A recente Lei Federal nº 14.125, promulgada no último dia 10, a qual dispõe sobre a aquisição e distribuição de vacinas por pessoas jurídicas de direito privado, possibilita uma discussão fértil sobre a compreensão da sociedade como um sistema equitativo de cooperação. Para tanto, serão empregadas algumas reflexões do pensador John Rawls que podem contribuir para o aprimoramento de um debate público, racional e contemporâneo sobre o tema.

Contextualizando as inovações normativas, tem-se a atual possibilidade de as empresas privadas adquirirem diretamente (leia-se importação) vacinas contra a Covid-19, com as seguintes condições: a) que sejam doadas ao Sistema Único de Saúde (SUS), a fim de serem utilizadas no Plano Nacional de Imunização (PNI); e b) que, após o término da imunização dos grupos prioritários previstos, possam distribuir e aplicar vacinas em qualquer estabelecimento ou serviço de saúde, desde que faça a doação de 50% das vacinas ao SUS e utilize as demais de forma gratuita.

Dados de indicação de regiões:
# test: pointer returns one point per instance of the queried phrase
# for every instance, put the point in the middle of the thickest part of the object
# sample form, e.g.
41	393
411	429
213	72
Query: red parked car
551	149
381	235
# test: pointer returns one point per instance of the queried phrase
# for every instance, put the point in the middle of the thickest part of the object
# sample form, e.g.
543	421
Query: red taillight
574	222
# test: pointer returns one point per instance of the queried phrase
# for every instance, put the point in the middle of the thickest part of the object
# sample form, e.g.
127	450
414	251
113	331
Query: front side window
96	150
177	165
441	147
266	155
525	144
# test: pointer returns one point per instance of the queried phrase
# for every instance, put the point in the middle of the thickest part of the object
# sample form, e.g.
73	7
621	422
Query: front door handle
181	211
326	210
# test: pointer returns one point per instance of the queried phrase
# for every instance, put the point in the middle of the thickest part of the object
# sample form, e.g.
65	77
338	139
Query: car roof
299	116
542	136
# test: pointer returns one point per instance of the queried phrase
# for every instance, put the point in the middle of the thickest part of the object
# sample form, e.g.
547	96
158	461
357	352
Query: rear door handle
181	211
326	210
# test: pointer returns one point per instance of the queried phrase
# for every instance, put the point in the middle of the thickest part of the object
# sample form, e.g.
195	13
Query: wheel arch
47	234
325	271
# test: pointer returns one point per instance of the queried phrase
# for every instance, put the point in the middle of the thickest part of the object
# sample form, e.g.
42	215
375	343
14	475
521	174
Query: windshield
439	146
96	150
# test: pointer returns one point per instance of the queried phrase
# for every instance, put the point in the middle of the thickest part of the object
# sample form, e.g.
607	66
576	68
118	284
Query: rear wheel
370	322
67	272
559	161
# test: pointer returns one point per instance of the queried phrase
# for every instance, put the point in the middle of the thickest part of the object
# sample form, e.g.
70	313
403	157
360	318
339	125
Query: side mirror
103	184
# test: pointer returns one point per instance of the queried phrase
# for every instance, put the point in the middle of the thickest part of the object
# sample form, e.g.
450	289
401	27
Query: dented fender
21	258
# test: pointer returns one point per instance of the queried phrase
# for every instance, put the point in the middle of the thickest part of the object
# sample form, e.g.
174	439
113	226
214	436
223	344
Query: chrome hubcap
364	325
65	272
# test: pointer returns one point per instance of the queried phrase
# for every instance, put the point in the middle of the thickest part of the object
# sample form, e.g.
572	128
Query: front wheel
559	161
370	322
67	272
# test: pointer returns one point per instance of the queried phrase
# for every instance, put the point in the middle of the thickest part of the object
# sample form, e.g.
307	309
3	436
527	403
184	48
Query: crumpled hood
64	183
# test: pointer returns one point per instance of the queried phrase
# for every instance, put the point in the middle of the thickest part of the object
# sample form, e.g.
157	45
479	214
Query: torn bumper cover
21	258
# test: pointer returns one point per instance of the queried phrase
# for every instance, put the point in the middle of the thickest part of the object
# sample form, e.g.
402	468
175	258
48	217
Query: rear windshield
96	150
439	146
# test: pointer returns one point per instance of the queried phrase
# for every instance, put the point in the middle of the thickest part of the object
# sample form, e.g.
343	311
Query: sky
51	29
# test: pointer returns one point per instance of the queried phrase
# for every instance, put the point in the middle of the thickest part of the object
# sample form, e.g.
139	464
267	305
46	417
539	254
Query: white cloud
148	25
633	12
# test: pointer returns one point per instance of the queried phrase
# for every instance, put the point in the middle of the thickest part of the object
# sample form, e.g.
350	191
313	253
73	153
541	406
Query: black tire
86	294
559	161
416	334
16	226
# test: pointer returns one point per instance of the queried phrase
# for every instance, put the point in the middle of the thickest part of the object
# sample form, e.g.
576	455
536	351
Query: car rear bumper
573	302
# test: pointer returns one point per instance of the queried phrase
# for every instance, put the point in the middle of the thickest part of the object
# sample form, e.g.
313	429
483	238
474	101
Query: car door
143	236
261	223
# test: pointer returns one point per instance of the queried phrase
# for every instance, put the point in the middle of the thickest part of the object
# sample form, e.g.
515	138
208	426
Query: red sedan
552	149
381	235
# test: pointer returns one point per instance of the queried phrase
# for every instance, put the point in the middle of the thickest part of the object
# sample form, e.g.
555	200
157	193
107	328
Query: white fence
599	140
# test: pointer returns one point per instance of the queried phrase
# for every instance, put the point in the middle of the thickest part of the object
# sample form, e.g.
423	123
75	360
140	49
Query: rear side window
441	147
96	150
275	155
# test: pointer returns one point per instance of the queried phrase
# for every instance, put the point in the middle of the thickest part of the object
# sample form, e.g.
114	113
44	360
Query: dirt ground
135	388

# TAREFAS A FAZER:
1. Qual é o número da lei federal citada no trecho?
2. Reescreva o trecho desde "A recente Lei" até "sobre o tema.", trocando "pessoas jurídicas de direito privado" por "empresas privadas".

# RESPOSTAS DO EXERCÍCIO:
1. Lei Federal nº 14.125.

2.
A recente Lei Federal nº 14.125, promulgada no último dia 10, a qual dispõe sobre a aquisição e distribuição de vacinas por empresas privadas, possibilita uma discussão fértil sobre a compreensão da sociedade como um sistema equitativo de cooperação. Para tanto, serão empregadas algumas reflexões do pensador John Rawls que podem contribuir para o aprimoramento de um debate público, racional e contemporâneo sobre o tema.